RECORDS SUPPLIED START

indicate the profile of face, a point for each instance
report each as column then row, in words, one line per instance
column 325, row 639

RECORDS SUPPLIED END
RECORDS SUPPLIED START

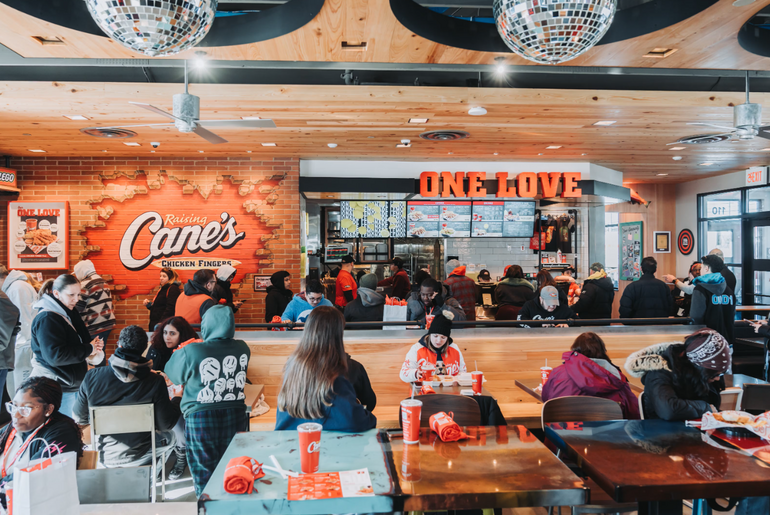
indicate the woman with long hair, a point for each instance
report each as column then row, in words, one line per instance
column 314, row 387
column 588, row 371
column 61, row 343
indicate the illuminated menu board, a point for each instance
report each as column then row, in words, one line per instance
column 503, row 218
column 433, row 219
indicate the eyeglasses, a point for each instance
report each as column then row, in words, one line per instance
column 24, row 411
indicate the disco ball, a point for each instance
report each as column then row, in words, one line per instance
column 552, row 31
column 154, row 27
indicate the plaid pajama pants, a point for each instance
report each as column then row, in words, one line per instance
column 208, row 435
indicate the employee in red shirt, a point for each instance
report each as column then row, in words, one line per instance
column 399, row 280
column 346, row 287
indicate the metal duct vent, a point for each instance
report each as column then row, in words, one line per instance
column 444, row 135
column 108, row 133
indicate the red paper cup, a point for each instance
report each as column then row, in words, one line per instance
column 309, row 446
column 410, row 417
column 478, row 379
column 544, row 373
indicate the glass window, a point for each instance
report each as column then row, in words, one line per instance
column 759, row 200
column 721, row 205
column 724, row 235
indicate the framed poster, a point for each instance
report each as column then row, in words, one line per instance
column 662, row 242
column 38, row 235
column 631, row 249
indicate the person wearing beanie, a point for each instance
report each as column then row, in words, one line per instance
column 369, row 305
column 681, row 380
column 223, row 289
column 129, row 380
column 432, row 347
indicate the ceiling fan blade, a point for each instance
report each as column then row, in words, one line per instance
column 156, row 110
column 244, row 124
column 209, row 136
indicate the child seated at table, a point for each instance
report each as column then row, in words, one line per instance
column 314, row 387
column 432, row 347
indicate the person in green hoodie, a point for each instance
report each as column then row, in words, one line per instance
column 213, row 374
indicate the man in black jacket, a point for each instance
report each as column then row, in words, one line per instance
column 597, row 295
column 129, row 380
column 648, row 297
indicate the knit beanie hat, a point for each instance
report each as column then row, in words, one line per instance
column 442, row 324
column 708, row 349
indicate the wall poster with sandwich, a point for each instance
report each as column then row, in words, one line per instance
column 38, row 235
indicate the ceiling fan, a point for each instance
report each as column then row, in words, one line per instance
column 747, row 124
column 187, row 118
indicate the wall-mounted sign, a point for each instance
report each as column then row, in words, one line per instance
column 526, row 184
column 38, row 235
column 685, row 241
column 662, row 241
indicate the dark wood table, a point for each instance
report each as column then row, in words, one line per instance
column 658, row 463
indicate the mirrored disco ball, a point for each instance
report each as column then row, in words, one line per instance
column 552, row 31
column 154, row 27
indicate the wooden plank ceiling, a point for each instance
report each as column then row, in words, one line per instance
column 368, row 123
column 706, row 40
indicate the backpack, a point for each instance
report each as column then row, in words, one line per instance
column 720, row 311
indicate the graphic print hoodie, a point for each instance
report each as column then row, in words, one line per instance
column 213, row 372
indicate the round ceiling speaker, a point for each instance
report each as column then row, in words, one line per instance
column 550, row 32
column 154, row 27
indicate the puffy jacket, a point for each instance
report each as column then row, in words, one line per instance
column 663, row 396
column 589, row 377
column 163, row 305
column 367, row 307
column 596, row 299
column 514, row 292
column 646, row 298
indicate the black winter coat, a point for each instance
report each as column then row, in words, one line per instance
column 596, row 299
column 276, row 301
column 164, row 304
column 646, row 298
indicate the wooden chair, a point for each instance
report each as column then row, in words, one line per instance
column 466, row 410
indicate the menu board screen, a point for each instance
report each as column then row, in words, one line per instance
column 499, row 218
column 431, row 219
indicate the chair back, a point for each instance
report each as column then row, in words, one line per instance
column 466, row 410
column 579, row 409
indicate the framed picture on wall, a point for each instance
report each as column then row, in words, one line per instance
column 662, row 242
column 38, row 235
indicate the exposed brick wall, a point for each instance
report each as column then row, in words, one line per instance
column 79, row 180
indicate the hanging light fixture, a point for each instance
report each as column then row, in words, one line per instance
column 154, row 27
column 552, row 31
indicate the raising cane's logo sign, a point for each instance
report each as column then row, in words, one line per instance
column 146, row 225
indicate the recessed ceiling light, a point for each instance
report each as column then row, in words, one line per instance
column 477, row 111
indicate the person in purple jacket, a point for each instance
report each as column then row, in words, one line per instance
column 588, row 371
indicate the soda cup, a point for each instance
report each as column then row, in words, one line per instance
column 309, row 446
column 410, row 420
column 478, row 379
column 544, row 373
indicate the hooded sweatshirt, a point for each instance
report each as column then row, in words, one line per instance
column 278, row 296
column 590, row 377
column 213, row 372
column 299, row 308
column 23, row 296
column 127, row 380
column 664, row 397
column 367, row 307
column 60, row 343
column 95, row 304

RECORDS SUPPLIED END
RECORDS SUPPLIED START

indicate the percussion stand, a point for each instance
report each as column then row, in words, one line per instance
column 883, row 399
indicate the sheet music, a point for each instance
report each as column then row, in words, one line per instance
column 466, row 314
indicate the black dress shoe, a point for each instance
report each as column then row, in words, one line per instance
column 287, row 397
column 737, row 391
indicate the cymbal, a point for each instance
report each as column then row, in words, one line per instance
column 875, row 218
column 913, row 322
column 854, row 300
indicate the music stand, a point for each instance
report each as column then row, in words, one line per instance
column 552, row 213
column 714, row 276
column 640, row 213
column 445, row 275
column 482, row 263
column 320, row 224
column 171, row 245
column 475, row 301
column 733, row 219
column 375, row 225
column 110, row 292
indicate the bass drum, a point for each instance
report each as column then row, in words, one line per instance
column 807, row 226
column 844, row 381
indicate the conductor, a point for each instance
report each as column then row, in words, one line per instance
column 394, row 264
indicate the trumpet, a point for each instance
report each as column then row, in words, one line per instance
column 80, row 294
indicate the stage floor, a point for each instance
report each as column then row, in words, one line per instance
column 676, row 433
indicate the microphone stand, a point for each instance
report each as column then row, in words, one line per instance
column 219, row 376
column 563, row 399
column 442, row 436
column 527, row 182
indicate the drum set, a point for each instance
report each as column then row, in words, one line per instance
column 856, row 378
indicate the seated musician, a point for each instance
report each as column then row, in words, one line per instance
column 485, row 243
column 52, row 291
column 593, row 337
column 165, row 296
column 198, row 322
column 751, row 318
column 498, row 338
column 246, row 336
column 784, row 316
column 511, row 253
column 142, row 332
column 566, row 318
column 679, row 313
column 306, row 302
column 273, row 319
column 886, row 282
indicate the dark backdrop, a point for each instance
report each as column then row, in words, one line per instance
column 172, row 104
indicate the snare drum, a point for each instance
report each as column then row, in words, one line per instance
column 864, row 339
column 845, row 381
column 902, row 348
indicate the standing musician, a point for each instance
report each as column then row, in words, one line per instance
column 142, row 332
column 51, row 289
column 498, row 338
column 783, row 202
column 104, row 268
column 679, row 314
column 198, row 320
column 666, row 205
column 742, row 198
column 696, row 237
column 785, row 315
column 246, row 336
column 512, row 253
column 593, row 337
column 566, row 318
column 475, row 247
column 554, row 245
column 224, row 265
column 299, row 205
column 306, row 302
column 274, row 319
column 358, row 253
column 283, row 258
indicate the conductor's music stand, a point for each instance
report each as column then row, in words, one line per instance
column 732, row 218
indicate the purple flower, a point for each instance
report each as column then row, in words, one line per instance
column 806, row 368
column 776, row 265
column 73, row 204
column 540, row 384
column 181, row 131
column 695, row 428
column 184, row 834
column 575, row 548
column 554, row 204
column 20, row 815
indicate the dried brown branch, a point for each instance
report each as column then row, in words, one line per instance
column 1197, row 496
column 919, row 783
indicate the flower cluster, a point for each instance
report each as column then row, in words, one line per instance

RECORDS SUPPLIED END

**WHAT YOU HAVE TO DO:**
Find how many lines in the preceding listing contain the word "black", and answer with that number only.

**ANSWER SECTION:**
3